■ Task requirements
Return, word for word, every line that follows.
-- BEGIN --
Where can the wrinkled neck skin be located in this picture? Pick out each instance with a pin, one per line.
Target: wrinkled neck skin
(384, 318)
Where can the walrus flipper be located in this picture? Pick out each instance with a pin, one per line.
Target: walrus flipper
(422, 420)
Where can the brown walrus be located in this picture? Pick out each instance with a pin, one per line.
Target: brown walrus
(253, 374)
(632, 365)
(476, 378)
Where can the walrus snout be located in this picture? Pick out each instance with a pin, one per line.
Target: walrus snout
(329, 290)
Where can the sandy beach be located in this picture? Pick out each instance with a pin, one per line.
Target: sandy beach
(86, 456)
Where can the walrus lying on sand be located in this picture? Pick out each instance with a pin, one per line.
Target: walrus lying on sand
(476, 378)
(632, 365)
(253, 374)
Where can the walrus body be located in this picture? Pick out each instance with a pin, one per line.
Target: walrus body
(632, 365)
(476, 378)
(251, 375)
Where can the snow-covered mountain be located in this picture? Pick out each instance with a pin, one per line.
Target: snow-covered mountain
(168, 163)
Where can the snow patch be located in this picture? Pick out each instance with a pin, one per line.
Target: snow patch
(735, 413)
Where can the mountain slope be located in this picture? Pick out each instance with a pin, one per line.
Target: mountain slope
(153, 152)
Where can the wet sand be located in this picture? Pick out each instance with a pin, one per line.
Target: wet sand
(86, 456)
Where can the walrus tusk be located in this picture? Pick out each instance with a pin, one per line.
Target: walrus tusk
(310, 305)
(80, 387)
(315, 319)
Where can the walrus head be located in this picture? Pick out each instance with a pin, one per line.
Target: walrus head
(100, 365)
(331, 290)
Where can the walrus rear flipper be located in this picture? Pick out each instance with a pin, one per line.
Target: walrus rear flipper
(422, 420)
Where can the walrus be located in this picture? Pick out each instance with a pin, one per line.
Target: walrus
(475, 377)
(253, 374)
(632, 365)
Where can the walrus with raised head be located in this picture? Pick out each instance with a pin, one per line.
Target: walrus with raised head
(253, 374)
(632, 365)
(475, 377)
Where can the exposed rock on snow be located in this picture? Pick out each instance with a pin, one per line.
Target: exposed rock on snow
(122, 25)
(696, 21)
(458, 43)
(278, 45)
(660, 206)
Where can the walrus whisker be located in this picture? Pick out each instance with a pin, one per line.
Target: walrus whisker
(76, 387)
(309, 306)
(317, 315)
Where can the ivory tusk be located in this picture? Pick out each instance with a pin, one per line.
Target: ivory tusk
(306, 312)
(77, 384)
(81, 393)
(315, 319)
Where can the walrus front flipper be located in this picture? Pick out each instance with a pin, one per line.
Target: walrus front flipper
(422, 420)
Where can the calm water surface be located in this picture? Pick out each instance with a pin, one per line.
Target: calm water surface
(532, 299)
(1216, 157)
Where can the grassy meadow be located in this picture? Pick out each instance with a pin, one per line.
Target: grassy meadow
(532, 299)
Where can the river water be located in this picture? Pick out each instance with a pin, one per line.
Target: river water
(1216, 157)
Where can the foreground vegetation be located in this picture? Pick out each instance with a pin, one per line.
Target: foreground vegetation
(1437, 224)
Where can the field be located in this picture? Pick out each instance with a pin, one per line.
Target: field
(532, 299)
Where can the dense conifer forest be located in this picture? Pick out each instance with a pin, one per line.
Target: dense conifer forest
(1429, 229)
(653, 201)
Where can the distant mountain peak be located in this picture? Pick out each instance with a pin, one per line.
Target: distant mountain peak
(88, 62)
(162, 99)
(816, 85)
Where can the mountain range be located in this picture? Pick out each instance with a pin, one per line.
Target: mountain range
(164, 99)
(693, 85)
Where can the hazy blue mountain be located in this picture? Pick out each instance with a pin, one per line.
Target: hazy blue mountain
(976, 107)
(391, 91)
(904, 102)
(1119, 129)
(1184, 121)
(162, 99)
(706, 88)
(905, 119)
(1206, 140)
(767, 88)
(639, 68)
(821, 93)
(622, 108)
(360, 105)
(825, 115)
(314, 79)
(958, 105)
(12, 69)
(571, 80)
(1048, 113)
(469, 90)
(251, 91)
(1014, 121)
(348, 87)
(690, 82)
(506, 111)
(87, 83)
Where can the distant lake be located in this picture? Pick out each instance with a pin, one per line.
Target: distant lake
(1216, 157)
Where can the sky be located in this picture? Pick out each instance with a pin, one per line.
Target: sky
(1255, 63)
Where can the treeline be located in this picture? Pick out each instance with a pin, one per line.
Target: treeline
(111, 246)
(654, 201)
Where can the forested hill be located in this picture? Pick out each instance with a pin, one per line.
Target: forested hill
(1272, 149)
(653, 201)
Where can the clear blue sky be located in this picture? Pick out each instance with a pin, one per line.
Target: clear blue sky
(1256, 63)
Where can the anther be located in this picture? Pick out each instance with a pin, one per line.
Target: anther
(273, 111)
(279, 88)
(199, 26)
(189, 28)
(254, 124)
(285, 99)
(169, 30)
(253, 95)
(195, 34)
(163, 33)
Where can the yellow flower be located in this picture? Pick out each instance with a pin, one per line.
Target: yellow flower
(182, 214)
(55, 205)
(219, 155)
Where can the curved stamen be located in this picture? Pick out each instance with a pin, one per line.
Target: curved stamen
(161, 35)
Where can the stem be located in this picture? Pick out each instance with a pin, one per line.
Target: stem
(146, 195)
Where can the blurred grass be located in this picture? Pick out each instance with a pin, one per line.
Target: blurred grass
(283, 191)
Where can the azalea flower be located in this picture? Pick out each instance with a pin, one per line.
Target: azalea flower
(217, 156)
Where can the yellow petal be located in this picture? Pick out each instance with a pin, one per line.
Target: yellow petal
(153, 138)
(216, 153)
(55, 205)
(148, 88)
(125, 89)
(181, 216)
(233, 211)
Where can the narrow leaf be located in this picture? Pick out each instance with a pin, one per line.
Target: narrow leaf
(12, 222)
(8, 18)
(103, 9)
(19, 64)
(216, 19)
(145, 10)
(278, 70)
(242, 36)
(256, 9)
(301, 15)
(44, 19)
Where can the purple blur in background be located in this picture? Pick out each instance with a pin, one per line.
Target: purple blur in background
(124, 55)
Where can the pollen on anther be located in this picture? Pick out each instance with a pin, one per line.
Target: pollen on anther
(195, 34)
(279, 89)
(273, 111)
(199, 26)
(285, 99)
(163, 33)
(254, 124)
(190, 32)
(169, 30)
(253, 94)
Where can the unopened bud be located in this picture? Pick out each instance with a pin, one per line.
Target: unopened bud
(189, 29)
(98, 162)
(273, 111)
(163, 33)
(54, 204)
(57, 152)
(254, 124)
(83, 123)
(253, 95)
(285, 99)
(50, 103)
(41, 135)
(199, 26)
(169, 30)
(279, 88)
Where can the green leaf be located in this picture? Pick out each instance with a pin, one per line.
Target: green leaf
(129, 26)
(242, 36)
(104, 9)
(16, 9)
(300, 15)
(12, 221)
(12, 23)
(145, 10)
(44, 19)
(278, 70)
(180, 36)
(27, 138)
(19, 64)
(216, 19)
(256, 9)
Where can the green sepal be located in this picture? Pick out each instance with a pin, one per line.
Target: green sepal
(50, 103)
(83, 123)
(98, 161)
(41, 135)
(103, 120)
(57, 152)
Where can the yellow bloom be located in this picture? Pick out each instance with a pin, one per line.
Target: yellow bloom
-- END --
■ Completed task
Where can the wrinkled neck skin be located in this picture? Pick out each instance with a pin, one per line.
Target: wrinkled neck skin
(384, 318)
Where can the walrus flipper be located in this picture? Pick out each instance with a pin, one per line.
Target: walrus flipper
(422, 420)
Where can the brown walrus be located in this picture? Pick out each instance with a pin, one per line.
Target: brown walrus
(253, 374)
(632, 365)
(476, 378)
Where can the walrus snout be located in this picture? Pick out each instance with a pin, one per line.
Target: walrus snout
(329, 290)
Where can the sandy beach be located in this picture? Pick out each instance with a pin, one per line.
Target: sandy beach
(86, 456)
Where can the walrus lying on sand be located in this picture? Pick out each instance with a pin, one per line.
Target: walrus lying on sand
(476, 378)
(632, 365)
(253, 374)
Where can the walrus body be located in this picture? Pick out each instance with a pin, one per line.
Target: walrus body
(632, 365)
(476, 378)
(251, 375)
Where can the snow-covered mountain be located in this picture? Pick out each instance with a pin, one per line.
Target: snow-covered mountain
(168, 163)
Where can the snow patch be located in this picture? Pick out each instance with a pin, one per line.
Target: snow patch
(735, 413)
Where can the mountain slope be located in this picture? Pick out each instance with a pin, one per line.
Target: mountain slope
(153, 152)
Where can the wet sand be located in this picture? Pick out each instance with a pin, one per line.
Target: wet sand
(86, 456)
Where can the walrus tusk be located in this picture? Pick out each instance with a pin, one per line.
Target: walrus tusk
(310, 305)
(80, 387)
(315, 319)
Where can the walrus head be located in this picture? Pick out each instance with a pin, one per line.
Target: walrus head
(100, 365)
(331, 290)
Where can the walrus rear flipper be located in this picture? Pick out each instance with a pin, one per line.
Target: walrus rear flipper
(422, 420)
Where can the walrus be located in this picture? Pick out each instance with a pin, one per line.
Target: walrus
(475, 377)
(253, 374)
(632, 365)
Where can the walrus with raised head be located in this picture? Pick out each instance with a pin, one per line.
Target: walrus with raised head
(253, 374)
(632, 365)
(475, 377)
Where can the exposed rock on snow be located in this picture? Pick out each instance with a pin, one per line.
Target: exposed rock on snow
(122, 25)
(696, 21)
(458, 43)
(278, 45)
(660, 206)
Where can the walrus whisker be located in this picture? Pick out each instance with a pin, one per line.
Target: walrus whisker
(76, 387)
(309, 306)
(317, 315)
Where can the ivory tusk be located in this picture? Pick out each instance with a pin, one per line.
Target: ivory tusk
(306, 312)
(77, 384)
(81, 393)
(315, 319)
Where can the walrus front flipper be located in this picture? Pick out each instance with a pin, one per line.
Target: walrus front flipper
(422, 420)
Where can the calm water surface be located in this picture? Pick out each instance with a pin, one per line.
Target: calm water surface
(532, 299)
(1216, 157)
Where can the grassy meadow be located in this picture? Pick out each instance with a pin, one per line.
Target: grassy meadow
(532, 299)
Where can the river water be located in this picture? Pick out each instance with a pin, one per line.
Target: river water
(1216, 157)
Where can the foreground vegetation be located in this picture? Pick out each instance with a pin, one per line.
Target: foreground vegetation
(1437, 224)
Where can the field be located in this picture? Pick out each instance with a pin, one per line.
Target: field
(532, 299)
Where can the dense conifer forest be located in this picture? Pick out each instance with a pin, one per line.
Target: dense conifer forest
(1429, 229)
(653, 201)
Where can the distant mountain peak be located in this picture? Pick out each instance with a pin, one per line.
Target: distant mountain peak
(88, 62)
(162, 99)
(816, 85)
Where can the mountain range be located in this picture? Pick out each instance with a pin, one per line.
Target: mountain range
(164, 99)
(693, 85)
Where can the hazy blue mountain be located in this picture? Pick out each instance with a pin, one per line.
Target: hazy blue mountain
(976, 107)
(391, 91)
(904, 102)
(1119, 129)
(1184, 121)
(162, 99)
(706, 88)
(905, 119)
(1206, 140)
(767, 88)
(639, 68)
(821, 93)
(622, 108)
(360, 105)
(825, 115)
(314, 79)
(958, 105)
(12, 69)
(571, 80)
(1048, 113)
(469, 90)
(251, 91)
(1014, 121)
(348, 87)
(690, 82)
(506, 111)
(87, 83)
Where can the distant lake be located in this picture? Pick out each instance with a pin, one per line.
Target: distant lake
(1216, 157)
Where can the sky be located in this picture? Pick out each instance with a pin, one per line.
Target: sky
(1255, 63)
Where can the treeline be located in this picture? Pick out each instance with a pin, one per line.
Target: treeline
(111, 246)
(654, 201)
Where can the forested hill be located in this picture? Pick out each instance with a pin, one per line.
Target: forested hill
(1272, 149)
(653, 201)
Where can the clear blue sky be located in this picture? Pick out each instance with a pin, one per line.
Target: clear blue sky
(1256, 63)
Where can the anther be located in this picture? Pick out each instance with a pin, one per line.
Target: anther
(273, 111)
(279, 88)
(199, 26)
(189, 28)
(254, 124)
(285, 99)
(169, 30)
(253, 95)
(195, 34)
(163, 33)
Where can the yellow flower be located in this picture? Pick out each instance with a pin, one per line.
Target: yellow flower
(182, 214)
(55, 205)
(219, 155)
Where can the curved stamen be located in this picture? Pick out each instance with a pin, one per line.
Target: curved stamen
(161, 35)
Where can the stem be located in this picture? Pick out each instance with a pin, one per line.
Target: stem
(146, 195)
Where can the blurred grass be located in this picture? Pick out each instance with a pin, one per line.
Target: blurred grass
(283, 191)
Where can the azalea flower be located in this picture? Pick out each instance with a pin, one per line.
Target: azalea flower
(217, 156)
Where can the yellow petal be located in this picture? Pick out each instance with a pin, one per line.
Target: yellow petal
(153, 138)
(216, 153)
(55, 205)
(148, 88)
(125, 89)
(181, 216)
(233, 211)
Where can the narrow leaf be located in this picture? Pick out each instance with a pin, one per line.
Target: narrow leaf
(12, 222)
(8, 18)
(103, 9)
(19, 64)
(216, 19)
(145, 10)
(278, 70)
(242, 36)
(256, 9)
(301, 15)
(44, 19)
Where can the purple blur in background be located in this picture? Pick out each instance with a pin, one per line.
Target: purple blur in background
(124, 55)
Where can the pollen on anther be located in this picture? Pick out each instance with a pin, one per line.
Target: pollen on anther
(195, 34)
(279, 89)
(273, 111)
(199, 26)
(285, 99)
(163, 33)
(254, 124)
(190, 32)
(169, 30)
(253, 94)
Where can the unopened bud be located in this picture? Pick out each instance with a pin, one per line.
Target: unopened bud
(189, 29)
(98, 162)
(273, 111)
(163, 33)
(54, 204)
(57, 152)
(254, 124)
(83, 123)
(253, 95)
(285, 99)
(50, 103)
(41, 135)
(199, 26)
(169, 30)
(279, 88)
Where can the green leaf be located in this picture? Pick out each instance with a pin, one per line.
Target: green leaf
(129, 26)
(242, 36)
(104, 9)
(16, 9)
(300, 15)
(12, 221)
(12, 23)
(145, 10)
(44, 19)
(278, 70)
(180, 36)
(27, 138)
(19, 64)
(216, 19)
(256, 9)
Where can the green sepal be located in this picture? Pick out each instance with a pin, one per line.
Target: green sepal
(50, 103)
(83, 123)
(98, 161)
(41, 135)
(103, 120)
(57, 152)
Where can the yellow bloom be located in this picture? Pick out each instance with a pin, one per line.
Target: yellow bloom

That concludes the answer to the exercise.